Copy out every line of the listing below that contains the word "Could", matching its capitalization exactly.

(Region annotation entries)
==========

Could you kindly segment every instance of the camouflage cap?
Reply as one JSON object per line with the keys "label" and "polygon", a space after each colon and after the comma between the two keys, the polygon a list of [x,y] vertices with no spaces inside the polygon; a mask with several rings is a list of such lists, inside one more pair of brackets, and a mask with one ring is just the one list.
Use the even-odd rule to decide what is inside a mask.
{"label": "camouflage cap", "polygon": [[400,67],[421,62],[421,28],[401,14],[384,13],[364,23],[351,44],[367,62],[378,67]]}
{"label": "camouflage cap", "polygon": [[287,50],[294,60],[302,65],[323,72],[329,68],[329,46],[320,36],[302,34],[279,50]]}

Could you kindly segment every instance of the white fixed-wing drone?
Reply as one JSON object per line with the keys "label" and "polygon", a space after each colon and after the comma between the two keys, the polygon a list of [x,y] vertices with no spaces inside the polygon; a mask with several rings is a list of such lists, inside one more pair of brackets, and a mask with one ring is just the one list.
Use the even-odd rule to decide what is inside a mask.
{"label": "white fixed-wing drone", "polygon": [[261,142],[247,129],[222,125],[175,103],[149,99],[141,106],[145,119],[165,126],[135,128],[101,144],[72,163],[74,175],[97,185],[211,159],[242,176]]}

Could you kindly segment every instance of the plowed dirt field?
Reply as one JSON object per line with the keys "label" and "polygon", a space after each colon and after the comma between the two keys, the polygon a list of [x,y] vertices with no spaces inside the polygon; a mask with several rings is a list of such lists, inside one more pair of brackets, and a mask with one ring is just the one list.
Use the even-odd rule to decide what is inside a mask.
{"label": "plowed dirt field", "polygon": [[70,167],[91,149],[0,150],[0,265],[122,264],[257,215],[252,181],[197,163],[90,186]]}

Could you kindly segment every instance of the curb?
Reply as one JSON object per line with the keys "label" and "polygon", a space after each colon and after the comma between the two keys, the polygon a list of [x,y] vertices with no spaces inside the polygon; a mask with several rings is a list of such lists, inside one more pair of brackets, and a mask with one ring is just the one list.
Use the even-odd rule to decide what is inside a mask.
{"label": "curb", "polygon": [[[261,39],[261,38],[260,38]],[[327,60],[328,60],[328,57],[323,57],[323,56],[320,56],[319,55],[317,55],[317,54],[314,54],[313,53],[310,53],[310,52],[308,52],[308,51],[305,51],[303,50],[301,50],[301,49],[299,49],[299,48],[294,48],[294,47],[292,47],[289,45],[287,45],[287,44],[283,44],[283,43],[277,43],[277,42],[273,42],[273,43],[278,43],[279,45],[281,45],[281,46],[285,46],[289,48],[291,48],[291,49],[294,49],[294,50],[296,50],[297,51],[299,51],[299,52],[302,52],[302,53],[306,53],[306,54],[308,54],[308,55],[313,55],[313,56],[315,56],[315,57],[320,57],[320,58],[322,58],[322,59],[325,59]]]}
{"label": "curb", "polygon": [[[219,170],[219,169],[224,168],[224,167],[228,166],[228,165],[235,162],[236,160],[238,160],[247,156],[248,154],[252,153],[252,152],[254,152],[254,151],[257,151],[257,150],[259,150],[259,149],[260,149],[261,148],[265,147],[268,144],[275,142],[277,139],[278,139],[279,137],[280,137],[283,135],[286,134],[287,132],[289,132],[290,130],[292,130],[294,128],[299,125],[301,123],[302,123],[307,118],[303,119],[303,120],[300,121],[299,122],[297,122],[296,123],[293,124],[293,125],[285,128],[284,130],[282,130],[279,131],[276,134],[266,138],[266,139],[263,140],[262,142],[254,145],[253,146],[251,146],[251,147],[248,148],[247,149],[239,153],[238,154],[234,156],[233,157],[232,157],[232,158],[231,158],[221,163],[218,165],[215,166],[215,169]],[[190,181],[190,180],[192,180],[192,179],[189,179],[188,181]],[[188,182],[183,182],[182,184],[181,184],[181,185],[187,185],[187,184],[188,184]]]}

==========

_Solution to this problem_.
Could you kindly segment every instance of the camouflage cap?
Could you kindly segment every instance of the white fixed-wing drone?
Could you kindly segment every instance of the plowed dirt field?
Could you kindly segment every instance of the curb?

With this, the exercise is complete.